■ Set exercise A:
List the ages given in the part of the exchange about being an atheist where a son describes his father.
■ Set exercise B:
In the exchange about being an atheist, what did the son's father push him to become when he was a little boy?
■ Set exercise C:
Carry on the exchange about being an atheist, starting right after its last sentence.

■ Article:
========================
My first question would be, what have you ever done to make them think you may in fact be atheist and how did they react? If they tried to shrug it off, or did they get angry and upset? I would think given your mothers disposition on religion, you should consider taking her aside and telling her about your beliefs. Your mother would then have much more insight into how to deal with letting your dad know. Or, if it would even be a good thing at all depending on the possible ramifications. Would you rather pretend to be religous if it meant seriously damaging your relationship with your father? There's a lot of things there you really have to ask yourself. But thats just my 2 cents. I havs let my mother know how I feel about religion long ago, and now it's a topic we just don't discuss. I'm not sure if she thinks im a heathen thats going to hell or not, but I do know bringing the subject up causes her great pain, so I never bring it up and neither does she. Hope thats helps somewhat =/
Well, things are a little complicated.

I think my dad knows at least that I am not that religious as I claimed to be when I was younger. When I was a little boy, I think I was 8 or 9 years old, he suppressed me to become an altar-boy. I can´t tell you how much I hated that! When I was 14 I had the courage to tell him that I don´t want to do that anymore. He was very angry and disappointed, but in the end he accepted it. That gives me a little hope for my coming-out, but just a little. At that time I still believed in god, and I still went to church after that. Around 16 or 17 I realized that I was an atheist. I really don´t know whether he has an idea that I am an Atheist, but anyway I want to stop pretending to be a Christian. I just want the damage in my relationship to my father to be as small as possible.
========================
■ Given information:
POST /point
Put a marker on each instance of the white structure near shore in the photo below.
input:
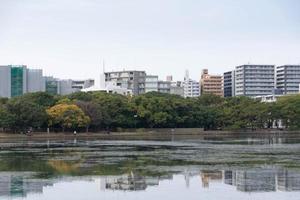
========================
■ Written reply A:
8 or 9, 14, 16 or 17

■ Written reply B:
An altar boy.

■ Written reply C:
Maybe it is a good idea to talk to my mother at first. But the problem is although my parents are Christians they are divorced since 2 years. And as you can guess, my mother and my father are not talking so much to each other now. (If they hadn´t had so much struggle with their religious believe they would have been separated for more than 10 years I guess.)

Well, nevertheless thank you for your advice. I think I will talk to my mother about it, when I see her next time. But I still have to think about how to handle it with my father.
Good Luck Andi, Let me know how things go. I wish I could help more, but I never had to go through letting my parents know as they found out when I was so young. I can imagine how difficult it is.. I still haven't told some members of my family, just because the way the believe , they will think I'm going to hell and it will cause them to worry. But I think you must tell your parents. It's just too important a relationship to have false pretenses in. Keep me posted.

Scott
First, you might want to ask yourself what your motives are. Is it really necessary to sit down and have a grave discussion about how atheist you are? They might think you feel lost or that there's a problem. Atheism is normal and proper way of life. You might feel better when you tell them, but they mot likely won't feel better. Remember that before you have the talk. When you talk to them, remember, you're talking about their beliefs and how they raised you. It's hard to have the discussion without making it very obvious that they are wrong.

There is an intermediate solution. Just be yourself. If the discussion comes up, then speak your mind. No need to be derogatory towards religion right away, but you can have an opinion. It is possible to be respectful without being silent. That way they can decide if it is important for them to know for sure.

Again, when these discussions do come up, be aware of where the discussion is going. No need to escalate into a deep philosophical discussion/argument if it's not necessary. Just find a way to change the subject. Have deep discussions with your friends and with us. This is true whether you 'come out' or just be yourself and don't make a big deal of it.

Jason
I'm 46 and can't talk about religion with my parents (in their 70's)...both devout Lutherans of the conservative branch. It's too upsetting. But I know they still love and accept me....although they feel the need to "pray for me", I am not offended by this.

I take this to mean they care about me. I couldn't possibly expect them to change their way of thinking/feeling/behaving. I accept them as they are. I don't insult them or call them "crazy". What good would that do? And they know I'm a responsible person with a moral compass. They don't have to worry about me (but that's what parents DO! I'm a parent of 2 kids myself).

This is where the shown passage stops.